Exercise data section start

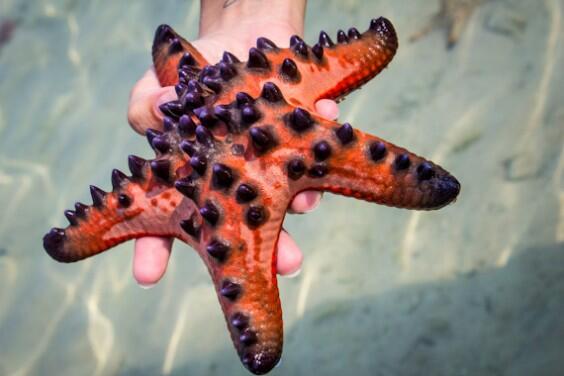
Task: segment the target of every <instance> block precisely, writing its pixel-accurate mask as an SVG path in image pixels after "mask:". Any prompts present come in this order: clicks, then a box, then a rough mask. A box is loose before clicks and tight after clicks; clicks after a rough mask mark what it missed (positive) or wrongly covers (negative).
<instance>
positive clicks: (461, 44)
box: [0, 0, 564, 375]
mask: <svg viewBox="0 0 564 376" xmlns="http://www.w3.org/2000/svg"><path fill="white" fill-rule="evenodd" d="M160 3H164V2H160ZM438 8H439V3H438V2H432V1H428V2H412V1H407V0H403V1H397V0H387V1H386V0H379V1H372V0H371V1H368V0H365V1H361V0H348V1H346V2H344V1H342V0H341V1H336V0H335V1H323V2H313V1H312V2H311V3H310V5H309V9H308V17H307V29H306V40H307V41H309V42H312V41H313V40H315V39H316V35H317V32H318V31H319V30H320V29H325V30H327V31H331V34H332V35H334V34H335V32H336V30H337V29H338V28H345V27H349V26H352V25H355V26H357V27H359V29H361V30H362V29H364V28H365V27H366V25H367V24H368V21H369V19H370V18H372V17H375V16H379V15H384V16H386V17H388V18H389V19H391V20H392V22H393V23H394V25H395V27H396V30H397V31H398V34H399V36H400V49H399V51H398V54H397V55H396V57H395V59H394V61H393V62H392V63H391V65H390V66H389V69H387V70H385V72H383V73H382V74H381V75H380V76H379V77H378V78H376V79H375V80H374V81H372V82H370V83H369V84H368V85H367V86H365V87H364V88H363V89H362V90H361V91H359V92H357V93H355V94H353V95H351V96H350V97H349V98H348V99H347V100H346V101H345V102H344V103H343V104H342V107H341V117H340V118H341V119H342V120H343V121H344V120H346V121H350V122H351V123H353V125H355V126H357V127H359V128H361V129H363V130H365V131H369V132H370V133H374V134H377V135H379V136H381V137H383V138H386V139H388V140H390V141H392V142H395V143H397V144H400V145H403V146H406V147H408V148H409V149H410V150H413V151H414V152H416V153H418V154H421V155H425V156H427V157H429V158H430V159H432V160H434V161H435V162H438V163H439V164H441V165H443V166H444V167H445V168H446V169H448V170H449V171H451V172H452V173H453V174H454V175H455V176H456V177H457V178H458V179H459V180H460V181H461V183H462V193H461V195H460V198H459V199H458V201H457V202H456V203H455V204H453V205H451V206H449V207H447V208H445V209H442V210H440V211H436V212H410V211H405V210H398V209H392V208H386V207H381V206H376V205H368V204H366V203H363V202H359V201H354V200H350V199H346V198H342V197H337V196H332V195H325V199H324V203H323V205H322V206H321V207H320V208H319V209H318V210H316V211H315V212H313V213H311V214H308V215H307V216H291V217H289V218H287V220H286V223H285V226H286V227H287V229H288V230H289V231H290V232H291V233H292V234H293V235H294V236H295V238H296V240H297V242H298V244H299V245H300V246H301V247H302V249H303V250H304V251H305V254H306V260H305V264H304V267H303V270H302V273H301V274H300V275H299V276H298V277H296V278H293V279H284V278H282V279H280V289H281V294H282V302H283V308H284V320H285V348H284V357H283V359H282V362H281V364H280V366H279V367H277V368H276V369H275V370H274V371H273V372H272V373H271V374H272V375H306V374H312V373H315V374H319V375H343V374H348V373H350V372H352V373H353V374H355V375H419V374H429V375H530V374H539V375H541V374H542V375H557V374H559V371H560V372H561V370H562V369H564V357H563V356H562V354H563V351H564V320H562V314H563V312H564V175H563V170H564V153H563V148H562V145H563V141H564V106H563V104H564V100H563V99H564V70H563V69H562V65H563V62H564V56H563V46H564V43H562V40H563V27H562V22H563V21H562V18H563V9H564V2H562V1H558V0H544V1H535V2H533V1H528V0H504V1H502V0H497V1H495V0H494V1H489V2H485V3H484V4H482V5H481V6H480V7H478V8H476V9H475V12H474V13H473V14H472V16H471V17H470V18H469V23H468V25H467V27H466V29H465V30H464V32H463V34H462V36H461V38H460V40H459V42H458V44H457V45H456V46H455V47H453V48H451V49H447V48H446V47H445V46H446V33H445V30H444V29H443V30H437V31H433V32H431V33H430V34H429V35H427V36H426V37H424V38H422V39H420V40H418V41H417V42H414V43H410V42H408V39H409V36H410V35H412V34H414V33H416V32H417V31H418V30H420V29H421V28H423V27H424V25H425V23H426V22H427V20H428V19H430V18H431V17H432V15H433V14H434V13H435V12H437V10H438ZM197 15H198V6H197V2H188V1H169V2H166V5H157V2H151V1H136V2H127V4H126V2H114V3H112V4H111V5H110V4H109V3H108V2H101V1H71V0H66V1H64V0H61V1H51V2H49V1H42V0H35V1H31V0H30V1H21V0H19V1H18V0H3V1H2V2H1V3H0V23H1V22H6V21H10V22H12V25H14V27H13V30H12V32H11V33H10V32H9V30H8V34H9V35H7V34H6V35H7V36H8V37H7V38H4V39H3V38H2V36H1V35H0V41H3V44H2V45H1V46H0V135H1V137H0V207H1V208H2V210H1V211H0V286H2V287H1V288H0V375H54V374H57V375H156V374H165V375H169V374H172V375H227V374H228V375H246V374H247V372H246V371H245V370H244V369H243V367H242V366H241V365H240V363H239V360H238V358H237V356H236V353H235V351H234V350H233V348H232V344H231V341H230V339H229V336H228V333H227V331H226V330H225V323H224V319H223V317H222V314H221V311H220V309H219V307H218V304H217V299H216V296H215V293H214V291H213V288H212V286H211V283H210V281H209V277H208V275H207V271H206V270H205V268H204V266H203V264H202V263H201V262H200V260H199V259H198V257H197V256H196V254H195V253H194V252H192V251H191V250H190V249H189V248H188V247H187V246H185V245H182V244H178V243H177V244H176V245H175V248H174V251H173V257H172V262H171V265H170V267H169V271H168V273H167V275H166V277H165V278H164V280H163V281H162V282H161V283H160V284H158V285H157V286H155V287H154V288H152V289H150V290H143V289H141V288H139V287H138V286H137V285H136V284H135V283H134V282H133V279H132V277H131V271H130V269H131V265H130V263H131V250H132V243H128V244H125V245H122V246H119V247H117V248H116V249H114V250H112V251H110V252H107V253H106V254H104V255H102V256H99V257H95V258H93V259H91V260H88V261H85V262H81V263H78V264H74V265H70V266H69V265H62V264H58V263H56V262H54V261H53V260H51V259H50V258H49V257H48V256H47V255H46V254H45V252H44V251H43V249H42V246H41V237H42V236H43V234H44V232H45V231H46V230H47V229H48V228H50V227H52V226H61V225H63V224H65V222H66V221H65V219H64V217H63V215H62V212H63V210H64V209H65V208H68V207H70V206H71V205H72V203H73V202H74V201H76V200H81V201H84V202H90V199H89V197H88V196H89V195H88V189H87V188H88V184H95V185H98V186H101V187H106V188H107V187H109V185H110V184H109V172H110V171H111V169H112V168H115V167H117V168H120V169H123V170H126V155H128V154H137V155H141V156H144V157H150V156H151V154H150V153H151V151H150V150H149V148H148V147H147V146H146V141H145V139H143V138H141V137H138V136H137V135H136V134H134V133H133V132H132V131H131V130H130V129H129V127H128V126H127V123H126V120H125V110H126V107H127V100H128V93H129V90H130V88H131V86H132V84H133V83H134V82H135V81H136V79H137V78H138V77H139V76H140V75H141V74H142V73H143V72H144V70H145V69H146V68H147V66H148V65H149V64H150V54H149V51H150V46H151V40H152V35H153V31H154V28H155V27H156V26H157V25H158V24H160V23H169V24H171V25H173V26H174V27H175V28H176V29H177V30H179V31H180V32H181V33H182V34H183V35H185V36H187V37H194V36H195V33H196V24H197ZM5 29H6V28H5ZM8 29H10V28H9V27H8ZM0 30H2V29H1V28H0ZM4 31H5V30H4Z"/></svg>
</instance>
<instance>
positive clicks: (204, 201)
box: [190, 153, 289, 374]
mask: <svg viewBox="0 0 564 376" xmlns="http://www.w3.org/2000/svg"><path fill="white" fill-rule="evenodd" d="M260 165H262V162H261V161H260V160H258V159H254V160H252V161H249V160H245V158H244V157H243V156H241V155H237V154H236V155H230V154H229V153H218V154H216V155H215V156H210V158H209V161H208V166H207V169H206V170H205V172H204V171H201V172H202V173H203V174H201V175H199V176H197V177H194V176H193V179H195V181H196V185H197V193H196V194H195V195H194V198H195V200H196V202H197V204H198V207H199V213H198V215H197V216H193V217H192V218H191V221H193V223H194V225H193V226H191V227H190V229H192V228H197V229H198V231H197V232H196V237H195V239H196V240H197V242H198V244H199V246H198V252H199V254H200V256H201V257H202V259H203V260H204V262H205V264H206V266H207V267H208V270H209V271H210V274H211V277H212V280H213V282H214V285H215V288H216V291H217V294H218V299H219V302H220V305H221V308H222V310H223V313H224V315H225V319H226V322H227V326H228V329H229V332H230V334H231V338H232V341H233V344H234V346H235V348H236V350H237V352H238V354H239V357H240V359H241V362H242V363H243V364H244V365H245V367H247V368H248V369H249V370H250V371H251V372H253V373H255V374H264V373H266V372H268V371H270V370H271V369H272V368H273V367H274V366H275V365H276V364H277V363H278V361H279V359H280V356H281V354H282V345H283V325H282V309H281V305H280V298H279V292H278V285H277V279H276V243H277V240H278V236H279V234H280V229H281V227H282V222H283V220H284V215H285V213H286V208H287V206H288V204H289V200H288V198H289V194H288V192H287V188H284V187H283V186H279V187H278V189H275V190H274V191H273V184H272V183H273V182H271V181H270V180H269V177H266V176H265V175H264V173H263V170H262V169H261V168H260ZM273 168H276V166H273ZM280 173H282V171H280ZM280 191H282V192H285V193H284V195H283V197H284V198H282V199H280V198H278V195H277V194H276V193H279V192H280ZM192 235H194V232H192Z"/></svg>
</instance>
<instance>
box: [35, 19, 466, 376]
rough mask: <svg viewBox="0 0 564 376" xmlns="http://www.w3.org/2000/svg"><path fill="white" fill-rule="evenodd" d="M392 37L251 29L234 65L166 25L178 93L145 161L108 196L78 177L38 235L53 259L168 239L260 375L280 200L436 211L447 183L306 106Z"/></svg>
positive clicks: (268, 345) (447, 183)
mask: <svg viewBox="0 0 564 376" xmlns="http://www.w3.org/2000/svg"><path fill="white" fill-rule="evenodd" d="M397 47H398V41H397V36H396V33H395V31H394V28H393V26H392V24H391V23H390V22H389V21H388V20H386V19H385V18H378V19H373V20H372V21H371V23H370V27H369V28H368V30H367V31H365V32H364V33H360V32H359V31H358V30H357V29H356V28H351V29H349V30H348V31H347V32H345V31H342V30H340V31H339V32H338V34H337V43H334V42H333V41H332V40H331V38H330V37H329V35H328V34H327V33H325V32H321V33H320V35H319V42H318V43H317V44H315V45H314V46H312V47H310V46H308V45H307V44H306V43H305V42H304V41H303V40H302V39H301V38H300V37H298V36H292V37H291V39H290V48H280V47H278V46H276V45H275V44H274V43H273V42H272V41H270V40H268V39H266V38H259V39H258V40H257V44H256V47H253V48H251V49H250V50H249V57H248V60H247V61H246V62H241V61H239V60H238V59H237V58H236V57H235V56H234V55H232V54H231V53H229V52H225V53H224V55H223V58H222V60H221V61H220V62H219V63H217V64H215V65H209V64H208V63H207V61H206V60H205V59H204V57H203V56H202V55H201V54H200V53H199V52H198V51H197V50H195V49H194V47H193V46H192V45H190V43H189V42H187V41H186V40H184V39H183V38H182V37H180V36H179V35H178V34H177V33H176V32H174V31H173V30H172V28H170V27H169V26H166V25H161V26H160V27H159V28H158V29H157V31H156V34H155V40H154V44H153V61H154V65H155V69H156V72H157V76H158V77H159V80H160V83H161V84H162V85H175V89H176V92H177V94H178V99H177V100H174V101H171V102H168V103H165V104H163V105H162V106H161V110H162V112H163V113H164V114H165V117H164V120H163V129H164V131H163V132H160V131H157V130H148V131H147V134H146V135H147V139H148V141H149V144H150V145H151V146H152V148H153V149H154V150H155V152H156V158H155V159H153V160H150V161H147V160H144V159H142V158H140V157H137V156H129V168H130V170H131V175H130V176H127V175H125V174H124V173H123V172H120V171H118V170H113V172H112V178H111V181H112V186H113V189H112V192H104V191H102V190H101V189H100V188H97V187H95V186H91V187H90V190H91V194H92V201H93V203H92V205H91V206H87V205H84V204H82V203H77V204H76V205H75V210H68V211H66V212H65V215H66V217H67V218H68V220H69V222H70V225H69V226H68V227H67V228H65V229H60V228H53V229H51V231H50V232H48V233H47V234H46V235H45V237H44V238H43V245H44V248H45V250H46V251H47V253H48V254H49V255H51V257H53V258H54V259H55V260H57V261H60V262H74V261H78V260H82V259H85V258H87V257H90V256H93V255H96V254H98V253H100V252H103V251H105V250H107V249H108V248H110V247H112V246H115V245H116V244H118V243H121V242H124V241H126V240H128V239H132V238H138V237H143V236H148V235H153V236H165V237H175V238H178V239H180V240H182V241H183V242H185V243H187V244H189V245H190V246H191V247H192V248H194V249H195V250H196V251H197V252H198V253H199V255H200V256H201V258H202V259H203V261H204V263H205V264H206V266H207V268H208V270H209V272H210V274H211V277H212V280H213V283H214V285H215V289H216V291H217V294H218V298H219V302H220V305H221V308H222V309H223V313H224V314H225V318H226V321H227V326H228V329H229V331H230V334H231V338H232V340H233V343H234V345H235V348H236V350H237V352H238V354H239V357H240V359H241V361H242V362H243V364H244V365H245V366H246V367H247V368H248V369H249V370H250V371H251V372H253V373H255V374H264V373H267V372H268V371H270V370H271V369H272V367H274V366H275V365H276V364H277V362H278V361H279V359H280V356H281V353H282V343H283V330H282V310H281V306H280V299H279V293H278V287H277V280H276V270H275V265H276V252H275V246H276V243H277V240H278V236H279V234H280V230H281V226H282V222H283V220H284V216H285V213H286V210H287V208H288V205H289V204H290V202H291V200H292V198H293V197H294V196H295V195H296V194H298V193H299V192H301V191H304V190H319V191H329V192H333V193H336V194H341V195H345V196H350V197H354V198H358V199H362V200H366V201H371V202H376V203H379V204H384V205H390V206H396V207H401V208H410V209H437V208H440V207H442V206H444V205H446V204H448V203H450V202H452V201H453V200H454V199H455V198H456V196H457V195H458V193H459V190H460V185H459V183H458V181H457V180H456V179H455V178H454V177H452V176H451V175H450V174H449V173H448V172H446V171H445V170H443V169H442V168H441V167H439V166H437V165H435V164H433V163H432V162H430V161H427V160H425V159H423V158H421V157H419V156H417V155H415V154H412V153H410V152H408V151H407V150H405V149H402V148H400V147H397V146H395V145H392V144H391V143H388V142H386V141H384V140H382V139H380V138H377V137H374V136H371V135H368V134H365V133H363V132H362V131H360V130H358V129H354V128H353V127H352V126H351V125H350V124H348V123H343V124H340V123H337V122H335V121H331V120H328V119H325V118H323V117H321V116H319V115H318V114H316V112H315V107H314V104H315V102H316V101H317V100H319V99H322V98H328V99H333V100H338V99H342V98H343V97H344V96H346V95H347V94H348V93H350V92H351V91H353V90H355V89H357V88H359V87H360V86H361V85H363V84H364V83H366V82H367V81H369V80H370V79H371V78H373V77H374V76H375V75H376V74H378V73H379V72H380V71H382V70H383V69H384V68H385V67H386V66H387V64H388V63H389V62H390V61H391V59H392V57H393V56H394V54H395V52H396V49H397Z"/></svg>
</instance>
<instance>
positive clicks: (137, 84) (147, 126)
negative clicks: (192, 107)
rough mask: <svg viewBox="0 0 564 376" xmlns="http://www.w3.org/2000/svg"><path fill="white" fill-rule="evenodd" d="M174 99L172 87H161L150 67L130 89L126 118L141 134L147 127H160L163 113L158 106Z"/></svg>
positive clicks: (172, 89)
mask: <svg viewBox="0 0 564 376" xmlns="http://www.w3.org/2000/svg"><path fill="white" fill-rule="evenodd" d="M175 99H177V96H176V93H175V91H174V87H172V86H166V87H162V86H161V85H160V84H159V80H158V79H157V76H156V74H155V70H154V69H153V67H151V68H150V69H149V70H148V71H147V72H145V74H144V75H143V77H141V79H140V80H139V81H137V83H136V84H135V86H133V89H132V90H131V94H130V96H129V108H128V110H127V120H128V122H129V124H130V125H131V127H132V128H133V129H134V130H135V131H136V132H138V133H141V134H145V131H146V130H147V128H153V129H161V128H162V120H163V114H162V113H161V111H160V110H159V106H160V105H161V104H163V103H165V102H170V101H172V100H175Z"/></svg>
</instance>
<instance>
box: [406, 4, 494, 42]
mask: <svg viewBox="0 0 564 376" xmlns="http://www.w3.org/2000/svg"><path fill="white" fill-rule="evenodd" d="M484 2H486V0H441V6H440V10H439V11H438V12H437V13H436V14H435V15H433V16H432V17H431V19H430V20H429V22H428V23H427V25H425V26H424V27H423V28H422V29H421V30H419V31H418V32H417V33H415V34H413V35H412V36H411V37H410V38H409V41H410V42H416V41H418V40H419V39H421V38H423V37H424V36H426V35H427V34H429V33H430V32H432V31H434V30H436V29H446V30H447V45H446V46H447V48H448V49H451V48H453V47H454V46H456V43H458V40H459V39H460V37H461V35H462V33H463V32H464V29H466V25H467V24H468V21H469V20H470V18H471V17H472V14H473V13H474V11H475V10H476V8H478V7H479V6H480V5H482V4H483V3H484Z"/></svg>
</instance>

Exercise data section end

Problem statement:
In the records above, how many lines hold the string "negative"? Only the number should be given.

Written reply:
2